──────── Text passage

Structural localization of the CSI in the MurB protein. (A) Resolved structure of the UDP-N-acetylenolpyruvoylglucosamine reductase (MurB) protein from M. tuberculosis (PDB ID: 5JZX) [72]. The four aa insertion is highlighted in red. (B) A close up of the CSI region from M. tuberculosis proteins colored in green, and a homology model of the same protein from Mycobacterium angelicum, shown in cyan.

The structure of the CysH (3′-phosphoadenosine 5′-phosphosulfate reductase) protein from M. tuberculosis is not known. However, the structure of this protein has been solved from Pseudomonas aeruginosa (PDB ID: 2GOY) [74]. Based on the latter structure, a homology model of the CysH protein was created from M. tuberculosis. As the seven aa insertion is not present in the P. aeruginosa protein, it was modelled [39,66,73]. The structures of the modelled CysH protein from M. tuberculosis (Figure 6A), its solved structure from P. aeruginosa (Figure 6B), and a close up of the aligned structures for the CSI region from the two proteins, are shown in Figure 6. As seen from Figure 6C, the 7 aa CSI in the M. tuberculosis protein (shown in red) forms a surface-exposed loop/lobe in the protein structure (Figure 6A,C), that is lacking in the organisms not containing this CSI (Figure 6B).

────────────────
──────── Data records

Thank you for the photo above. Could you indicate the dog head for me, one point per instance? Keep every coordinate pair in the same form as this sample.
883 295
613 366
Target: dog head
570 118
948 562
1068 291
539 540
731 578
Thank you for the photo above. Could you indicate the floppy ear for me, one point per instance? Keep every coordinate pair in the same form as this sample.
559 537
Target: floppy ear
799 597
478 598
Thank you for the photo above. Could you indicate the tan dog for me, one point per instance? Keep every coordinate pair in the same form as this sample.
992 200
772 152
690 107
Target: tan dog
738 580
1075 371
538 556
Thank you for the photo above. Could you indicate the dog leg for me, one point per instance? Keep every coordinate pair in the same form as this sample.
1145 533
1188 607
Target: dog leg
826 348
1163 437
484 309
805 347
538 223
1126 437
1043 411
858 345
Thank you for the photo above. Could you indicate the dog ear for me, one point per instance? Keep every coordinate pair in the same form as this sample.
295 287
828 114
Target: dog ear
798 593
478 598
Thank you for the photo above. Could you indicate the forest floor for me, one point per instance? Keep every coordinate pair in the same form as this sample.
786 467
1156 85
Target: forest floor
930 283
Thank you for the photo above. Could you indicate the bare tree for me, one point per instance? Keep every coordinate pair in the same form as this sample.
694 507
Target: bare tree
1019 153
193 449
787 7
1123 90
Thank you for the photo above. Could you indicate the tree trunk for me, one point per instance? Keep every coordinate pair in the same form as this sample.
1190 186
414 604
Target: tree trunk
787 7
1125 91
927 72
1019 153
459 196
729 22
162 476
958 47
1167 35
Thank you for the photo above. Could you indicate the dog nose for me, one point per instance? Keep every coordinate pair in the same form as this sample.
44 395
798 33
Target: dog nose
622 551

────────────────

Prompt 1:
For the passage on the MurB and CysH protein structures, state whether each statement agrees with it: (a) the structure of the CysH protein from M. tuberculosis has been solved; (b) the seven aa insertion is present in the P. aeruginosa protein; (c) in the MurB structure from M. tuberculosis, the four aa insertion is highlighted in red. Answer yes or no for each and quote the deciding words.
Prompt 2:
From the passage on the MurB and CysH protein structures, copy the part that opens with the words containing "Structural localization of" and closes with "shown in cyan.".

Output 1:
(a) No: "The structure of the CysH (3′-phosphoadenosine 5′-phosphosulfate reductase) protein from M. tuberculosis is not known."
(b) No: "As the seven aa insertion is not present in the P. aeruginosa protein, it was modelled"
(c) Yes: "The four aa insertion is highlighted in red."

Output 2:
Structural localization of the CSI in the MurB protein. (A) Resolved structure of the UDP-N-acetylenolpyruvoylglucosamine reductase (MurB) protein from M. tuberculosis (PDB ID: 5JZX) [72]. The four aa insertion is highlighted in red. (B) A close up of the CSI region from M. tuberculosis proteins colored in green, and a homology model of the same protein from Mycobacterium angelicum, shown in cyan.